• **Requirement 1**:
Quote the passage of the food supply letter between "In my opinion, you" and "Commissariats of Food.", inclusive.
• **Requirement 2**:
According to the food supply letter, why should an emergency expedition be delegated to Podolsk Gubernia? Answer in one to three sentences.

• **Excerpt to read**:
I have received a letter from Lobachov dated July 9, indicating a sharp deterioration in the supply situation in Petrograd and Moscow. He asks for instructions.

In my opinion, you should draw up measures to intensify the work. I propose

(1) that you should press immediately, in particularly urgent, accelerated, revolutionary fashion for collection of the tax in Moscow Gubernia (the rye has already been harvested). Moscow workers, in particular, should be mobilised for this, to assist the food supply organisations.

(2) In general, mobilise more workers for food supply, plundering the People’s Commissariats, in accordance with yesterday’s decision of the Political Bureau[1] (take a copy of it).

(3) Once more send precise orders to the Ukrainian and Siberian People’s Commissariats of Food.

(4) Delegate an emergency expedition (together with the Central Union of Consumers’ Co-operative Societies) to Podolsk Gubernia where, they say, there are masses of grain and it costs 6,000 rubles a pood in Soviet currency.

(In general, my impression is that, as regards purchases and barter, the People’s Commissariat of Food is asleep, and lagging behind disgracefully. No initiative. No bold work.)

With communist greetings,

Lenin

Please reply to me on July 11.

  1. On July 9, 1921, the Political Bureau of the CC of the RCP(b) passed a decision “On Intensifying Food Work”. It stated: “The Organising Bureau should confirm the need to take the maximum number of Communists and, in exceptional cases, other particularly valuable comrades, from their present work and transfer them to food work, even at the cost of causing a temporary closing-down of nine-tenths of departments in some institutions and even whole People’s Commissariats that are not absolutely essential.”

• **Supplied data**:

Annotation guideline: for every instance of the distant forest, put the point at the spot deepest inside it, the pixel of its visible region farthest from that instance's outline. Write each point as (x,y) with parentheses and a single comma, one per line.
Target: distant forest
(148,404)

...

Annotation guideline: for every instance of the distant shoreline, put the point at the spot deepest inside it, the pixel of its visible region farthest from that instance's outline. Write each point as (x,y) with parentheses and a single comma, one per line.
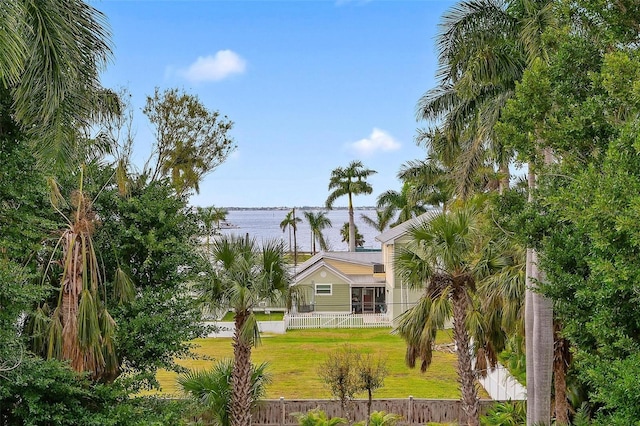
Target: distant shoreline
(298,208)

• **Written solution 1**:
In my opinion, you should draw up measures to intensify the work. I propose

(1) that you should press immediately, in particularly urgent, accelerated, revolutionary fashion for collection of the tax in Moscow Gubernia (the rye has already been harvested). Moscow workers, in particular, should be mobilised for this, to assist the food supply organisations.

(2) In general, mobilise more workers for food supply, plundering the People’s Commissariats, in accordance with yesterday’s decision of the Political Bureau[1] (take a copy of it).

(3) Once more send precise orders to the Ukrainian and Siberian People’s Commissariats of Food.

• **Written solution 2**:
The expedition is proposed because Podolsk Gubernia is reported to have masses of grain. The grain there is said to cost 6,000 rubles a pood in Soviet currency.